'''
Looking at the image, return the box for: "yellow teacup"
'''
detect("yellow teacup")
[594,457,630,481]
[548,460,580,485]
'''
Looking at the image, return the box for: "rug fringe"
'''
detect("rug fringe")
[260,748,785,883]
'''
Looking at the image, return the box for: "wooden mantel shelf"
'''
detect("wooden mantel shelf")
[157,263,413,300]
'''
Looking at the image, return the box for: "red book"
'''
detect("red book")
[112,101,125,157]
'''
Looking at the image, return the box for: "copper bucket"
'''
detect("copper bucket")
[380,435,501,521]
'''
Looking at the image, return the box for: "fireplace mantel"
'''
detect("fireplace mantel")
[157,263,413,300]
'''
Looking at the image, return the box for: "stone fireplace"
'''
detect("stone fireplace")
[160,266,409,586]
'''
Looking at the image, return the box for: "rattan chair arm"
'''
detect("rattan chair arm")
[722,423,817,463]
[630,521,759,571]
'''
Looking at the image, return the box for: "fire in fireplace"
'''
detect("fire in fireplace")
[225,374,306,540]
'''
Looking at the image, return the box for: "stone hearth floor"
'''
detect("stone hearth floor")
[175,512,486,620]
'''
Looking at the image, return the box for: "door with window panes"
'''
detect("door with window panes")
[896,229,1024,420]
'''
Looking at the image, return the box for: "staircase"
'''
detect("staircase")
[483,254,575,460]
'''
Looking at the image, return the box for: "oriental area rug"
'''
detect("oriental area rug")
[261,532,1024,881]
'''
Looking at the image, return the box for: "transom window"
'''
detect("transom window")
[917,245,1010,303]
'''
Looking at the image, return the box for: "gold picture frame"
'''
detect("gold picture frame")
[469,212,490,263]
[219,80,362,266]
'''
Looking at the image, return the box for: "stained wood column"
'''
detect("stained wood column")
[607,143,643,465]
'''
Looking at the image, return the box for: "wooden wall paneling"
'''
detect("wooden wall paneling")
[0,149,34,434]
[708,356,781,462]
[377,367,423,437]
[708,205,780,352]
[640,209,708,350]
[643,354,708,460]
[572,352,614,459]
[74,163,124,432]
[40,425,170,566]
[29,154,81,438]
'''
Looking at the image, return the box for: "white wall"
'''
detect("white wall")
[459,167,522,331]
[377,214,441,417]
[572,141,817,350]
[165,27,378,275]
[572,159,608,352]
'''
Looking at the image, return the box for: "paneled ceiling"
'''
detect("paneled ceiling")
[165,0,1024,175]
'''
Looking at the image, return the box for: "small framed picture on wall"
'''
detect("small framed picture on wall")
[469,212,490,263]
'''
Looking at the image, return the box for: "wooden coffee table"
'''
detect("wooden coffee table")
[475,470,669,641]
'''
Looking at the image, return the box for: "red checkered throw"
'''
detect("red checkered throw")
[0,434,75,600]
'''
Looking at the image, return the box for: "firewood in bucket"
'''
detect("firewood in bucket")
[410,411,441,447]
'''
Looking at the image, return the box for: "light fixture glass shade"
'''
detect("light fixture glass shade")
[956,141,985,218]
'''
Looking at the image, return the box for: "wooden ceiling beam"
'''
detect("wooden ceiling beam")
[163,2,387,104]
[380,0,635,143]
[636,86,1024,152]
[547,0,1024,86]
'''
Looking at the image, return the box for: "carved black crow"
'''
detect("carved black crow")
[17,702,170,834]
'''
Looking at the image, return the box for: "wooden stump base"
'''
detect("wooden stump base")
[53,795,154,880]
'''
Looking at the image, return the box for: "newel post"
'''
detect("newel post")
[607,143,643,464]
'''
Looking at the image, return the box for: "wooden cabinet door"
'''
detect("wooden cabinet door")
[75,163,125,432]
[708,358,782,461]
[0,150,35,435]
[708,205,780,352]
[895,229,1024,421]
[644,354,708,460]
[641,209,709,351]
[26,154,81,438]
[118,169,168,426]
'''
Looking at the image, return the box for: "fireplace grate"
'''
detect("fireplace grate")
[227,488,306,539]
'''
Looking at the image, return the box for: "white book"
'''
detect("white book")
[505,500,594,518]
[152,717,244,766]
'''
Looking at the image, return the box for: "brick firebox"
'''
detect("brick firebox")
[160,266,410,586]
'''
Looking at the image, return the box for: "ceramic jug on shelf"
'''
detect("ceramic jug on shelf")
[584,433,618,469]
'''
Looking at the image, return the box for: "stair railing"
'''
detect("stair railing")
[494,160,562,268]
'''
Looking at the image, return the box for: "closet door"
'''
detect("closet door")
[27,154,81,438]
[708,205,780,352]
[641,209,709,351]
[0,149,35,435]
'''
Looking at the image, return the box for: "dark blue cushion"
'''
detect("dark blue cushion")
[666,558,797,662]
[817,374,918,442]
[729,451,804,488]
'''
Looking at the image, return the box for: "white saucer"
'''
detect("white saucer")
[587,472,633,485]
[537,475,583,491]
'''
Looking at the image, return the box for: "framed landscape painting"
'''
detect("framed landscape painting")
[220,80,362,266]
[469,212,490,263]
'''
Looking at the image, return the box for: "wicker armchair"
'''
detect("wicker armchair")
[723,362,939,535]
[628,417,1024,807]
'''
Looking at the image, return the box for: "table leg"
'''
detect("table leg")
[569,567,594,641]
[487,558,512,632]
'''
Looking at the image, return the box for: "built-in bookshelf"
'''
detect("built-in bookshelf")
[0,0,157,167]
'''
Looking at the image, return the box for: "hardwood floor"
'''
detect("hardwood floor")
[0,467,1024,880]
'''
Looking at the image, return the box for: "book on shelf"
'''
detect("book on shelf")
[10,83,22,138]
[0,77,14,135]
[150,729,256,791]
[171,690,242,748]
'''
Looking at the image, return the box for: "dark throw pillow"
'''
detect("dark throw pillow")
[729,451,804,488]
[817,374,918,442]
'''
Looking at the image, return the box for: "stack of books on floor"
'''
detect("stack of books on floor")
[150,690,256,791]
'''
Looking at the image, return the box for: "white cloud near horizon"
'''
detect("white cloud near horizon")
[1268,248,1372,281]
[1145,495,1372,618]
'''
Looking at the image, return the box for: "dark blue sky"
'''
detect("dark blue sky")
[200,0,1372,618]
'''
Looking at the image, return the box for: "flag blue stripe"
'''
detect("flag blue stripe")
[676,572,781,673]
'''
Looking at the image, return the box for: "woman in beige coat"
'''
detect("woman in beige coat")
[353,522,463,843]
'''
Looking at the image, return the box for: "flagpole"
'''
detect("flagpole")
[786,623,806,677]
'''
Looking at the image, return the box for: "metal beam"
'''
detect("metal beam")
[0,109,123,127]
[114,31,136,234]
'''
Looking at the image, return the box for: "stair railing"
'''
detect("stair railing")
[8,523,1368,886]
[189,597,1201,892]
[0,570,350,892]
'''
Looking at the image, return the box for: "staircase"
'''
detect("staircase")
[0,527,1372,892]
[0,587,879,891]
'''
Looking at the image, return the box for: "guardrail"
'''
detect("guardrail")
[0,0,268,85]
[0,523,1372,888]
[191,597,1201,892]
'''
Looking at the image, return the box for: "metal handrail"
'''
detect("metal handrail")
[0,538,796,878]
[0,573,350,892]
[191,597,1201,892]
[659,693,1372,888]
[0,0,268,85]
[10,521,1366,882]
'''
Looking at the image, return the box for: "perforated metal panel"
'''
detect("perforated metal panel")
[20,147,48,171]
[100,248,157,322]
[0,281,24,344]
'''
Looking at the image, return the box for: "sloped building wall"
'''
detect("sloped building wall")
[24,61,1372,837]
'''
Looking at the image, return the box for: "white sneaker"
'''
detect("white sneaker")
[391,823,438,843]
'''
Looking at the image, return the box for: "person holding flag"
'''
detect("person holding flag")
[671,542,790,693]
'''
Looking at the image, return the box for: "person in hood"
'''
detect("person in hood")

★ ★ ★ ★ ★

Rewrite all of the entries above as a numbered list, omitting any blank lines.

1. '''
2. Looking at the image, return the box for: "yellow teacup"
3. '''
4. detect("yellow teacup")
5. [594,457,630,481]
6. [548,460,580,485]
7. '''
8. Looking at the image, return the box for: "rug fringe"
9. '''
10. detect("rug fringe")
11. [260,748,785,883]
12. '''
13. Looking at the image, return the box for: "wooden mantel shelf"
14. '''
15. detect("wooden mantel shelf")
16. [157,263,413,300]
17. '''
18. Looking at the image, return the box for: "red book"
19. '''
20. detect("red book")
21. [112,101,125,157]
22. '''
23. Looking at the image, return the box for: "copper bucket"
24. '''
25. detect("copper bucket")
26. [380,435,501,521]
27. '''
28. Looking at the image, return the box for: "fireplace mantel"
29. '''
30. detect("fireplace mantel")
31. [157,263,413,300]
32. '''
33. Looking at the image, return the box for: "stone fireplace"
34. '''
35. detect("stone fireplace")
36. [160,266,409,586]
37. '''
38. Looking at the image, return the box for: "rattan chair arm"
39. '''
40. detect("rattan chair arm")
41. [722,423,817,463]
42. [630,521,759,571]
43. '''
44. Looking at the image, return the box for: "fire in fireplace"
45. '''
46. detect("fire in fireplace")
47. [225,374,306,540]
48. '''
49. Looking at the image, return the box for: "stone hearth floor"
50. '''
51. detect("stone hearth floor")
52. [175,512,486,620]
53. '''
54. Looking at the image, return the box for: "door with window panes"
55. '''
56. detect("door with window panes")
57. [896,229,1024,420]
58. '''
59. Looking at the image, return the box for: "staircase"
60. '''
61. detect("staircase")
62. [483,254,575,460]
63. '''
64. Looking at the image, return the box for: "oriental area rug"
65. '''
66. detect("oriental area rug")
67. [261,532,1024,881]
68. '''
69. Looking at the image, return the box for: "transom window"
70. '''
71. detect("transom window")
72. [917,245,1010,303]
73. '''
74. Looking at the image, return the box for: "gold picture frame"
75. '''
76. detect("gold picture frame")
77. [469,212,490,263]
78. [219,80,362,266]
79. '''
80. Looking at the image, return the box for: "stained wood column"
81. '''
82. detect("stained wood column")
83. [607,143,643,465]
84. '''
85. Looking at the image, return the box for: "wooden wall paneling"
86. '''
87. detect("wooden wall paneling")
88. [0,149,34,434]
89. [708,356,781,462]
90. [377,367,423,437]
91. [708,205,780,352]
92. [640,209,708,350]
93. [643,354,708,460]
94. [572,352,614,459]
95. [74,163,124,432]
96. [40,425,170,566]
97. [29,154,81,438]
98. '''
99. Looking at the image, return the box for: "white wall"
100. '''
101. detect("white wall")
102. [459,167,522,331]
103. [377,214,441,417]
104. [572,141,817,350]
105. [165,27,378,275]
106. [572,159,608,352]
107. '''
108. Looking at the image, return the box for: "paneled ceiling"
109. '''
110. detect("paneled ceiling")
111. [165,0,1024,175]
112. '''
113. Looking at the image, return the box for: "small framed picture on wall"
114. '''
115. detect("small framed picture on wall")
116. [469,212,490,263]
117. '''
118. Looking at the image, return the box for: "wooden coffee table"
119. '''
120. detect("wooden coffee table")
121. [475,470,669,641]
122. '''
123. Looking at the image, return the box for: "red checkered throw"
124. '''
125. detect("red checkered throw")
126. [0,434,75,600]
127. '''
128. Looking at the image, return the box for: "firewood in bucket"
129. '''
130. detect("firewood in bucket")
131. [410,411,441,447]
132. '''
133. Looking at the image, return the box for: "light fixture glass shade"
134. '''
135. detect("light fixture glass shade")
136. [956,141,985,218]
137. '''
138. Looking at the image, return the box for: "wooden ceiling beam"
139. '''
140. detect("wooden ceiling beam")
141. [163,2,387,104]
142. [380,0,635,143]
143. [636,86,1024,152]
144. [547,0,1024,86]
145. '''
146. Looking at the image, return the box for: "carved black crow"
147. '''
148. detect("carved black crow")
149. [17,702,170,834]
150. '''
151. Looking at the image, return the box for: "wooden stump base"
152. '''
153. detect("wooden stump base")
154. [53,795,154,880]
155. '''
156. Looking at the image, return the box for: "newel post"
157. '''
158. detect("newel post")
159. [607,143,643,464]
160. '''
161. Looking at the image, return the box for: "wooden cabinet door"
162. '''
163. detect("wooden cabinet door")
164. [75,163,125,432]
165. [708,358,782,461]
166. [0,150,35,435]
167. [708,205,780,352]
168. [895,229,1024,421]
169. [644,354,708,460]
170. [641,209,709,351]
171. [26,154,81,438]
172. [118,169,168,426]
173. '''
174. Looking at the image, return the box for: "fireplace grate"
175. '''
176. detect("fireplace grate")
177. [227,488,306,539]
178. '''
179. Looking at the image, return the box for: "white book"
180. '''
181. detect("white book")
182. [505,500,594,518]
183. [152,717,244,766]
184. '''
185. Looking at the image, return the box for: "brick firebox"
186. '''
187. detect("brick firebox")
188. [160,266,410,586]
189. '''
190. Looking at the image, return the box for: "ceramic jug on shelf"
191. '''
192. detect("ceramic jug on shelf")
193. [584,433,618,469]
194. '''
195. Looking at the image, return the box for: "stair railing"
196. '''
197. detect("stair railing")
198. [494,160,562,268]
199. '''
200. Looking at the image, return the box for: "closet door"
201. '''
202. detect("closet door")
203. [27,154,81,438]
204. [708,205,780,352]
205. [641,209,709,351]
206. [0,149,35,435]
207. '''
208. Looking at the image, return the box for: "dark blue cushion"
209. '''
210. detect("dark blue cushion")
211. [666,558,797,662]
212. [817,374,918,442]
213. [729,451,804,488]
214. '''
215. Looking at the image, return the box for: "white saucer"
216. '''
217. detect("white saucer")
218. [587,472,633,485]
219. [537,475,583,491]
220. '''
221. Looking at the image, return the box for: "framed landscape painting"
222. '''
223. detect("framed landscape painting")
224. [220,80,362,266]
225. [469,212,490,263]
226. '''
227. Looking at the image, return the box for: "wicker armchair"
228. '''
229. detect("wicker armchair")
230. [723,362,939,535]
231. [628,417,1024,807]
232. '''
233. Looking at the image, return the box for: "table leg"
234. '''
235. detect("table leg")
236. [569,567,594,641]
237. [487,558,512,632]
238. '''
239. Looking at the image, return the box for: "built-in bookshelf"
240. '''
241. detect("built-in bookshelf")
242. [0,0,157,167]
243. '''
244. Looking at the image, return the box for: "hardwood floor"
245. '''
246. detect("hardwood floor")
247. [0,467,1024,880]
248. '''
249. Looking at the image, return the box for: "book on shelf"
250. '''
251. detect("book on shelf")
252. [10,83,22,138]
253. [0,77,14,135]
254. [150,729,256,791]
255. [171,690,242,748]
256. '''
257. Looking at the image, return the box for: "dark throw pillow"
258. '''
259. detect("dark throw pillow")
260. [729,451,804,488]
261. [817,374,918,442]
262. '''
263. Looking at the image, return the box for: "stack of books on floor"
264. '''
265. detect("stack of books on floor")
266. [150,690,256,791]
267. '''
268. Looking at the image, return the box for: "white cloud near horizon"
269. '''
270. detect("white cloud near horizon")
271. [1268,248,1372,281]
272. [1145,495,1372,618]
273. '''
274. Looking at the image, return the box for: "dark blue sky"
275. '''
276. detect("dark blue sky")
277. [200,0,1372,618]
278. '''
279. Looking at the image, return the box for: "flag blue stripe"
280. '''
281. detect("flag blue stripe")
282. [676,572,781,673]
283. '''
284. Looking at the image, return the box for: "woman in beige coat"
285. '''
286. detect("woman in beige coat")
287. [353,522,463,843]
288. '''
289. Looking at the image, return the box for: "flagpole"
290. '''
291. detect("flagpole")
292. [786,623,806,677]
293. '''
294. Looking at the image, return the box for: "metal beam"
295. '''
296. detect("metal beam")
297. [0,109,123,127]
298. [114,31,136,234]
299. '''
300. Looking at the image, return the box for: "stair railing"
301. '''
302. detect("stair railing")
303. [8,523,1368,886]
304. [189,597,1201,892]
305. [0,570,350,892]
306. '''
307. Looking at the image, return the box for: "staircase"
308. '''
309. detect("staircase")
310. [0,527,1372,892]
311. [0,587,879,891]
312. '''
313. Looking at the image, return the box for: "guardrail"
314. '''
315. detect("guardrail")
316. [0,0,268,85]
317. [0,523,1372,888]
318. [191,597,1201,892]
319. '''
320. Looking at the image, return the box for: "metal handrail"
321. '''
322. detect("metal handrail")
323. [0,538,796,878]
324. [0,573,350,892]
325. [191,597,1201,892]
326. [659,693,1372,888]
327. [0,0,268,85]
328. [10,521,1366,882]
329. '''
330. Looking at the image, return the box for: "perforated metal panel"
331. '''
332. detect("perforated metal panel")
333. [20,147,48,171]
334. [100,248,157,322]
335. [0,281,24,344]
336. '''
337. Looking at the image, return the box for: "sloped building wall"
338. '''
339. detect("sloped building wall")
340. [24,61,1372,837]
341. '''
342. Looking at the image, return the box for: "white sneaker"
343. '''
344. detect("white sneaker")
345. [391,823,438,843]
346. '''
347. Looking at the image, return the box for: "person holding flag"
348. '''
349. detect("person holding flag")
350. [671,542,790,693]
351. '''
352. Looking at the image, return the box for: "person in hood"
353. '''
354. detect("person in hood")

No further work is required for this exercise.